(INPUT DATA Opens)

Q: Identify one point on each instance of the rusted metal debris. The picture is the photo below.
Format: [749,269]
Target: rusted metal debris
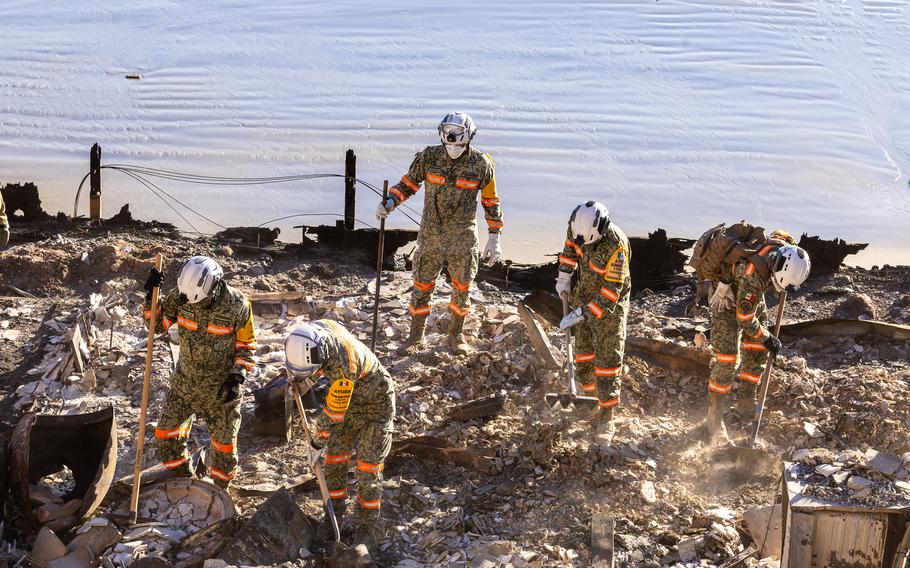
[828,255]
[834,327]
[42,445]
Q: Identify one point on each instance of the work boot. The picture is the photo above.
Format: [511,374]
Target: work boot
[714,422]
[367,534]
[603,428]
[326,532]
[456,339]
[416,341]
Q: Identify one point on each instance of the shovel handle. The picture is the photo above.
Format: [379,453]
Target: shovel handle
[143,408]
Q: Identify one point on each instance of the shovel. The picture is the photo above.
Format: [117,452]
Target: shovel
[568,399]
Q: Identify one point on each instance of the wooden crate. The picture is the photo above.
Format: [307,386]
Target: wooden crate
[826,534]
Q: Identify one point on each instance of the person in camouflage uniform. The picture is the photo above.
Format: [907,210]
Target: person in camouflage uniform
[740,333]
[455,176]
[217,343]
[4,224]
[599,252]
[356,420]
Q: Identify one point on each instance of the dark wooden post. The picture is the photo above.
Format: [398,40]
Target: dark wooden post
[350,174]
[95,181]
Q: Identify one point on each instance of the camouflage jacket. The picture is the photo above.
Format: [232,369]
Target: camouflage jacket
[603,271]
[216,335]
[359,386]
[452,188]
[749,285]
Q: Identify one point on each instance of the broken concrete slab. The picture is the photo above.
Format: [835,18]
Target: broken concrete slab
[275,533]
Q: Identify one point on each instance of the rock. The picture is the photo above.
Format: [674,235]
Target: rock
[756,520]
[856,306]
[47,546]
[274,534]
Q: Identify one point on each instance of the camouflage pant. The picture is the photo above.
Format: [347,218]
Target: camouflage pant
[599,348]
[187,399]
[460,250]
[366,435]
[726,340]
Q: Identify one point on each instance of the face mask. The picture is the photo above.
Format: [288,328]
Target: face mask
[454,151]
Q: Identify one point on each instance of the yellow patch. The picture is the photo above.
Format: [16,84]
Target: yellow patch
[339,396]
[617,268]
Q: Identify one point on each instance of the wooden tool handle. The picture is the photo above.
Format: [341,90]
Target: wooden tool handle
[140,442]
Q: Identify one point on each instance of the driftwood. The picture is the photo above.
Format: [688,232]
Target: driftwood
[479,408]
[833,327]
[442,450]
[828,255]
[538,338]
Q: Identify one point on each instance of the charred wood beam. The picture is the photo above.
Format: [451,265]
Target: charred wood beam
[828,255]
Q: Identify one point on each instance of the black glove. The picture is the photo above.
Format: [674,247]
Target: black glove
[230,388]
[773,345]
[156,277]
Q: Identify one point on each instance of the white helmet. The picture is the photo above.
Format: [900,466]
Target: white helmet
[457,128]
[791,268]
[588,222]
[304,350]
[198,277]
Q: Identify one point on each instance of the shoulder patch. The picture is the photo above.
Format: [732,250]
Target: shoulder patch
[617,267]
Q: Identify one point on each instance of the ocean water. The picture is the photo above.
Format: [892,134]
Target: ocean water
[676,114]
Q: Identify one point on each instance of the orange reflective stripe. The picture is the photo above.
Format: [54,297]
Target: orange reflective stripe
[401,197]
[460,286]
[749,377]
[335,416]
[725,357]
[219,330]
[609,294]
[409,183]
[744,317]
[166,434]
[374,468]
[595,309]
[424,286]
[459,311]
[223,448]
[466,183]
[423,310]
[187,323]
[217,473]
[374,504]
[174,464]
[607,371]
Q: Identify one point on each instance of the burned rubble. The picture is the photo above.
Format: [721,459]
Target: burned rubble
[516,484]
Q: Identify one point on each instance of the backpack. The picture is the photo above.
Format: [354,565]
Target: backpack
[721,247]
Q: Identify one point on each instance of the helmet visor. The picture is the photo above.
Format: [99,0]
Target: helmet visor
[453,134]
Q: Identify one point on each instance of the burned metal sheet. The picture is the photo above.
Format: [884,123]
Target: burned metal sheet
[42,445]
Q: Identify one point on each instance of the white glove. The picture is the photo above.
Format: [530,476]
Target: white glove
[493,251]
[723,298]
[574,317]
[384,208]
[563,283]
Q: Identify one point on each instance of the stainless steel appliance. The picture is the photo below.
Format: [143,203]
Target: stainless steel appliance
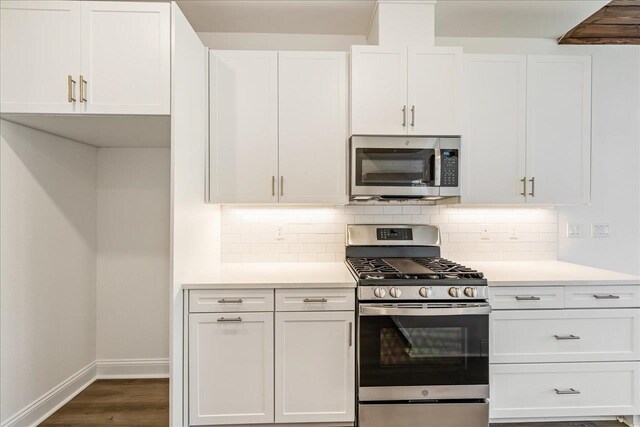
[423,330]
[392,167]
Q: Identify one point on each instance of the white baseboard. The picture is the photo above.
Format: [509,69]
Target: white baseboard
[132,368]
[55,398]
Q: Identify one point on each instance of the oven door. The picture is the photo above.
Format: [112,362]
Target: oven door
[423,351]
[395,166]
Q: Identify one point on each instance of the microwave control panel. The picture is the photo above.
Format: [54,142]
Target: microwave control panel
[449,168]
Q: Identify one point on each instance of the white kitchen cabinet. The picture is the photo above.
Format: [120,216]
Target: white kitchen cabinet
[125,57]
[434,91]
[312,132]
[558,129]
[400,90]
[315,367]
[495,140]
[40,54]
[243,126]
[88,57]
[230,368]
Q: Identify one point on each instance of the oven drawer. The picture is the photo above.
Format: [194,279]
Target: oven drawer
[527,336]
[527,297]
[424,415]
[565,389]
[230,300]
[315,300]
[602,296]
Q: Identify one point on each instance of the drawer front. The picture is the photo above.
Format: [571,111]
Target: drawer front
[230,300]
[564,390]
[528,297]
[602,296]
[315,299]
[529,336]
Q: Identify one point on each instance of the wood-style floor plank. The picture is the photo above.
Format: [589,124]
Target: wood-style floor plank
[133,403]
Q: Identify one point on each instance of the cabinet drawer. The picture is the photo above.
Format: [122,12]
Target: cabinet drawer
[508,298]
[528,336]
[564,389]
[315,299]
[230,300]
[602,296]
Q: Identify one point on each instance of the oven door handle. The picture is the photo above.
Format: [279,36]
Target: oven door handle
[378,310]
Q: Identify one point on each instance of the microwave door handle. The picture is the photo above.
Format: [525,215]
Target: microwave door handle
[438,167]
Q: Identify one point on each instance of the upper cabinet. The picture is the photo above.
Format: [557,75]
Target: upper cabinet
[527,134]
[89,57]
[278,128]
[406,90]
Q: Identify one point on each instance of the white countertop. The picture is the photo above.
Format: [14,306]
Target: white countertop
[276,275]
[528,273]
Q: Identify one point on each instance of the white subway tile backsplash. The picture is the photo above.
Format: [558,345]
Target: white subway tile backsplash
[317,234]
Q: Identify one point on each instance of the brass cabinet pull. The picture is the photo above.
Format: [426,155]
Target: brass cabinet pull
[83,82]
[71,89]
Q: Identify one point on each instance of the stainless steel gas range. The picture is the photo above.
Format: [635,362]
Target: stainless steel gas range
[423,331]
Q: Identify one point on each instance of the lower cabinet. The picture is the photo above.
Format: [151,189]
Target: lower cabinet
[230,368]
[315,367]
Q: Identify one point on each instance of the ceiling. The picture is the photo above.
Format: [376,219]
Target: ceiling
[454,18]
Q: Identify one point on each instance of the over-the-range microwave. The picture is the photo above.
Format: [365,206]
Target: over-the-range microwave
[401,167]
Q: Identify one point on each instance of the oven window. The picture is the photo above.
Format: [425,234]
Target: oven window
[395,167]
[423,350]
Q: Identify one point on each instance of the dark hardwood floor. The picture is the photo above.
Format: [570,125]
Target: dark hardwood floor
[145,403]
[132,403]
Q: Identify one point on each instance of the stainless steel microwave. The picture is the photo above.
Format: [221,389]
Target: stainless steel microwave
[404,167]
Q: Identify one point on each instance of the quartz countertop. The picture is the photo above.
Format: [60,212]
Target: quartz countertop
[275,276]
[530,273]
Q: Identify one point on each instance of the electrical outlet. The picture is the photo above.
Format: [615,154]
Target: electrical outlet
[574,230]
[600,230]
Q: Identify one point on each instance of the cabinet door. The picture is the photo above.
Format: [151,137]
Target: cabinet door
[230,368]
[315,367]
[558,129]
[126,57]
[40,49]
[312,127]
[243,126]
[435,91]
[378,90]
[495,119]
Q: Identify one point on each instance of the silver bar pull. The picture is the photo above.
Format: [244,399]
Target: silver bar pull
[314,300]
[569,391]
[527,298]
[567,337]
[230,301]
[230,319]
[83,82]
[71,89]
[610,296]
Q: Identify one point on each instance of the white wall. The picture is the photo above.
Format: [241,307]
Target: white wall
[275,41]
[615,150]
[47,263]
[133,253]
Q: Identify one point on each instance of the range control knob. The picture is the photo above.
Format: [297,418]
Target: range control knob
[395,292]
[425,292]
[471,292]
[454,292]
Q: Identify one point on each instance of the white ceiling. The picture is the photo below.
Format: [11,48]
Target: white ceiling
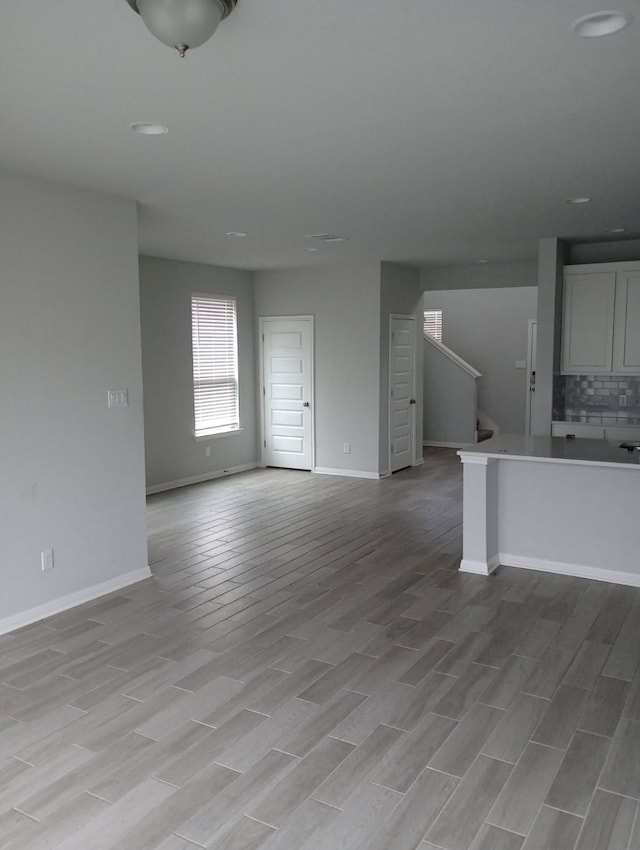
[427,131]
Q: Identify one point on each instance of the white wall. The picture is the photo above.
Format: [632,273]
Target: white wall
[172,453]
[553,254]
[72,470]
[488,328]
[399,293]
[345,301]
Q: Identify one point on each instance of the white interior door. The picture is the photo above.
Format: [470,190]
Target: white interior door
[287,392]
[532,344]
[402,403]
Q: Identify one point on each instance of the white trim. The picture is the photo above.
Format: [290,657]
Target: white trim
[483,568]
[260,383]
[528,372]
[63,603]
[350,473]
[198,479]
[203,438]
[621,266]
[477,459]
[437,444]
[455,358]
[577,570]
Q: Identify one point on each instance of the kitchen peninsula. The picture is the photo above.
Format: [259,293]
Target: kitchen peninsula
[552,504]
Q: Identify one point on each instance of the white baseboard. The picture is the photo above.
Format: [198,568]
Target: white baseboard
[198,479]
[348,473]
[577,570]
[439,445]
[483,568]
[63,603]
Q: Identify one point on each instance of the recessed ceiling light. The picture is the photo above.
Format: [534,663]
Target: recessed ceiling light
[146,128]
[600,23]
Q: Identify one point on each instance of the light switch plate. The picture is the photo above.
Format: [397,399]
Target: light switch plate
[118,398]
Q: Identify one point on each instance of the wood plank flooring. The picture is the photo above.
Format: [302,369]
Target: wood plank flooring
[307,670]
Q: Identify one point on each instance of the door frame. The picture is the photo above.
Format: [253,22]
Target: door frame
[414,459]
[528,386]
[261,387]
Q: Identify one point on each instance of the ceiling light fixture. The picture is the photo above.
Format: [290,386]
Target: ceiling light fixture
[146,128]
[183,24]
[600,23]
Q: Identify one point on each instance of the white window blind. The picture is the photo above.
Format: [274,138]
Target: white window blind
[215,364]
[433,323]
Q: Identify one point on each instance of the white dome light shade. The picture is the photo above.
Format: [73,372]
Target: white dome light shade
[181,24]
[600,23]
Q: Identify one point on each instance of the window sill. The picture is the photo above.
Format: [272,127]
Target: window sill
[217,435]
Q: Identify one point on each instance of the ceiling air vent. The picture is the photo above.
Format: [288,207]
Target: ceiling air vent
[327,237]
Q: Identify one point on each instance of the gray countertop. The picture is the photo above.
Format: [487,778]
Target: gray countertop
[552,450]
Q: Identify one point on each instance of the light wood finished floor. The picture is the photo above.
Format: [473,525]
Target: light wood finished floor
[308,671]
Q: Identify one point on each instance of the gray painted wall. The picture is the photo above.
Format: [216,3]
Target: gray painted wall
[172,453]
[450,396]
[345,301]
[479,276]
[72,469]
[488,328]
[399,293]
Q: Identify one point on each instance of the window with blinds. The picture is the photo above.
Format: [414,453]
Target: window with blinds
[215,364]
[433,323]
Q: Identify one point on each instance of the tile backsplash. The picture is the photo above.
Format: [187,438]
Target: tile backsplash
[597,399]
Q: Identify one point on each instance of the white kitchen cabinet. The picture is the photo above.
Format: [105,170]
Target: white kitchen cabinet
[626,329]
[601,319]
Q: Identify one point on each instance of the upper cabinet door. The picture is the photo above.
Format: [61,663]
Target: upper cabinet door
[587,333]
[626,344]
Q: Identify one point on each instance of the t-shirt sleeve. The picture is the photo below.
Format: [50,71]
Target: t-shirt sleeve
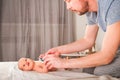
[91,18]
[113,14]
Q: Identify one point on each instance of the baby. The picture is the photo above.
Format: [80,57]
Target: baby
[27,64]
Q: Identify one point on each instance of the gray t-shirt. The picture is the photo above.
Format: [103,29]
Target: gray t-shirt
[108,13]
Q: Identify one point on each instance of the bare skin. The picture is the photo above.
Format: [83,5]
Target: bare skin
[102,57]
[27,64]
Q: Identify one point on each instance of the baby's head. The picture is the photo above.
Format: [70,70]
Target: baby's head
[26,64]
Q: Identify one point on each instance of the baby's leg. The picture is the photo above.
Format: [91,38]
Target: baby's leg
[89,70]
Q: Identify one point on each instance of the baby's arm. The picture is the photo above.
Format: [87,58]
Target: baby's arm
[40,67]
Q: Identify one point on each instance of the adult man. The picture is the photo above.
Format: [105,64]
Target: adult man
[101,13]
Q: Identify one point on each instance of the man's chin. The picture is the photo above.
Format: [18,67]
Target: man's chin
[80,13]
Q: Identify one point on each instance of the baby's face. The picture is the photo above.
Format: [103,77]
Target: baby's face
[26,64]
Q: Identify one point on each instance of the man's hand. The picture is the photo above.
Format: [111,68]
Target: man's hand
[53,51]
[52,61]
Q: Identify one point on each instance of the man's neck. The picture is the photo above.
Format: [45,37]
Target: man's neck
[93,5]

(INPUT DATA Closes)

▶ **YOUR GOAL**:
Find the line with "Q: Identify one point on each instance of the man's neck.". Transcribe it and every line after it exactly, through the end of the records above, and nothing else.

▶ **THE COMPLETED TASK**:
Q: Identify one point on each instance of the man's neck. The picture is the photo above.
Format: [45,37]
Target: man's neck
[93,5]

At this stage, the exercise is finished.